§ **Task instructions**
Copy out the rows below word for word, from the one containing "scaly skin pattern." down to the last row.

[START]

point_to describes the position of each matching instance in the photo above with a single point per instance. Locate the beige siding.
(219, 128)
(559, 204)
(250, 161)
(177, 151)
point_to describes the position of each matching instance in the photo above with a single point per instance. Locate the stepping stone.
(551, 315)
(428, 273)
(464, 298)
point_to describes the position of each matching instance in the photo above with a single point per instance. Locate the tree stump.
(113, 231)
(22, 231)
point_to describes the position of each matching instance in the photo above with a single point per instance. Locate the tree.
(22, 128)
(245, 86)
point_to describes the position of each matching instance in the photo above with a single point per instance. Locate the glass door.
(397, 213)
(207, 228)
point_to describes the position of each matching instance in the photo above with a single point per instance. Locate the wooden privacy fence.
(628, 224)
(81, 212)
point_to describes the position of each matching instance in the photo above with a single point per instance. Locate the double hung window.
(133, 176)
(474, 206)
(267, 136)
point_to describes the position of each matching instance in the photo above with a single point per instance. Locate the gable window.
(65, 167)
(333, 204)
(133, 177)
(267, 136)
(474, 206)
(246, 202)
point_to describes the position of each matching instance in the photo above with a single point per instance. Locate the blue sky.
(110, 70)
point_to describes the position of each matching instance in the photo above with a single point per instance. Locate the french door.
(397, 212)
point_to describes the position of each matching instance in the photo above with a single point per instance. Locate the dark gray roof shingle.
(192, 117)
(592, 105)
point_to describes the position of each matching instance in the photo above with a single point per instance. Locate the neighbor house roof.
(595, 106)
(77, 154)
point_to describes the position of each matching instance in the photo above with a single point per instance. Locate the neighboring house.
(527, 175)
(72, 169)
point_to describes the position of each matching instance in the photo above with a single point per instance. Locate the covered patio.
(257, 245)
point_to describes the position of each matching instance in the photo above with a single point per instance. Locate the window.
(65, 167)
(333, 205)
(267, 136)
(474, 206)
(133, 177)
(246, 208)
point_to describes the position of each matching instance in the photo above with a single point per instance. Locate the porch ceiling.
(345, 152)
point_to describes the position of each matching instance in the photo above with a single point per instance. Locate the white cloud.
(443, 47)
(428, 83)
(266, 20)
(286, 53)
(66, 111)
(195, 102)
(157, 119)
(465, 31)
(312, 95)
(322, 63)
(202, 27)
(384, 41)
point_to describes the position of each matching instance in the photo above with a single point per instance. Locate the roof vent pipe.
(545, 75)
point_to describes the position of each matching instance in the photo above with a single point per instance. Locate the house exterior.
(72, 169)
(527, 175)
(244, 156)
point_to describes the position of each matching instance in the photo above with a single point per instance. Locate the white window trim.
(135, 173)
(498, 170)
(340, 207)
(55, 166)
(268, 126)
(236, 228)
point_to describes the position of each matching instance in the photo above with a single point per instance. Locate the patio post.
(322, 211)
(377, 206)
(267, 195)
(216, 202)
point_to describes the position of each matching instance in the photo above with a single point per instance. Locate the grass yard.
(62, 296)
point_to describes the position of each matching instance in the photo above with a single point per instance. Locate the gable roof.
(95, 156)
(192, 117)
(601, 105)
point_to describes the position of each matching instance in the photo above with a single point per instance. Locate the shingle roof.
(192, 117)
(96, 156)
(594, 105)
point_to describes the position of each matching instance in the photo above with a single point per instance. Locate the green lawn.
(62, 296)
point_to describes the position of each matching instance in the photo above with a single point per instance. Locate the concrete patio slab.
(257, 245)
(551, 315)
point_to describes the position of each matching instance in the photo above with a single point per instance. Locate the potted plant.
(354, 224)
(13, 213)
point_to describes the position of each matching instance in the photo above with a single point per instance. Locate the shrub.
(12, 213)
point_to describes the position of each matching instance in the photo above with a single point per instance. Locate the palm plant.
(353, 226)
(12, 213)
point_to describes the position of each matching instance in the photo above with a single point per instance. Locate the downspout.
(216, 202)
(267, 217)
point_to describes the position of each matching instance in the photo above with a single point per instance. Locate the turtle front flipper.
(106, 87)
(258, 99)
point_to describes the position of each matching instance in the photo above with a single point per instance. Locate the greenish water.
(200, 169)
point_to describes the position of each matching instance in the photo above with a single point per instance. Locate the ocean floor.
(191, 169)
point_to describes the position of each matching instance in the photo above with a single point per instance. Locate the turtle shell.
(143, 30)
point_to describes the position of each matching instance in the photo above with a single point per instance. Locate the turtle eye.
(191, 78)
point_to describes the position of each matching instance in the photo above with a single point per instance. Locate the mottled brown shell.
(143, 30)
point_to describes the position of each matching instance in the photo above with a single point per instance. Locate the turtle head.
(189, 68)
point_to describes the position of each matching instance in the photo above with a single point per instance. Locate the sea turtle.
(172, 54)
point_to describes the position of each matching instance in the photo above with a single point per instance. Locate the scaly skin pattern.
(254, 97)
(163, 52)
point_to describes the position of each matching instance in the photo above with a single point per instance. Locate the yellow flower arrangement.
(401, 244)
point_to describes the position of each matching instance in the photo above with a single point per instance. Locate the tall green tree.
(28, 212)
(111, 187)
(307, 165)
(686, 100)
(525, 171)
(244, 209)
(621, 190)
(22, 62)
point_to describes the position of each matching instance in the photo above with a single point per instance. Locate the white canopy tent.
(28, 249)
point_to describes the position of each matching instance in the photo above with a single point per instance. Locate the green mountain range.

[END]

§ **Response below**
point_to describes the position of each matching instance in the photo above with a single point per instance. Locate the scaly skin pattern.
(254, 97)
(163, 52)
point_to describes the position of each matching instance in the photo above with a single point per instance. Locate the yellow flower arrangement.
(401, 244)
point_to describes the position of each matching instance in the photo above with a single point per instance. Locate the tall green tree.
(28, 212)
(111, 187)
(307, 165)
(686, 100)
(525, 171)
(244, 209)
(621, 190)
(22, 62)
point_to describes the position of each matching instance in the photo above with a single point per instance. Locate the white canopy tent.
(28, 249)
point_to describes the position of each matching instance in the photo above with a single point per instance. Locate the green mountain range.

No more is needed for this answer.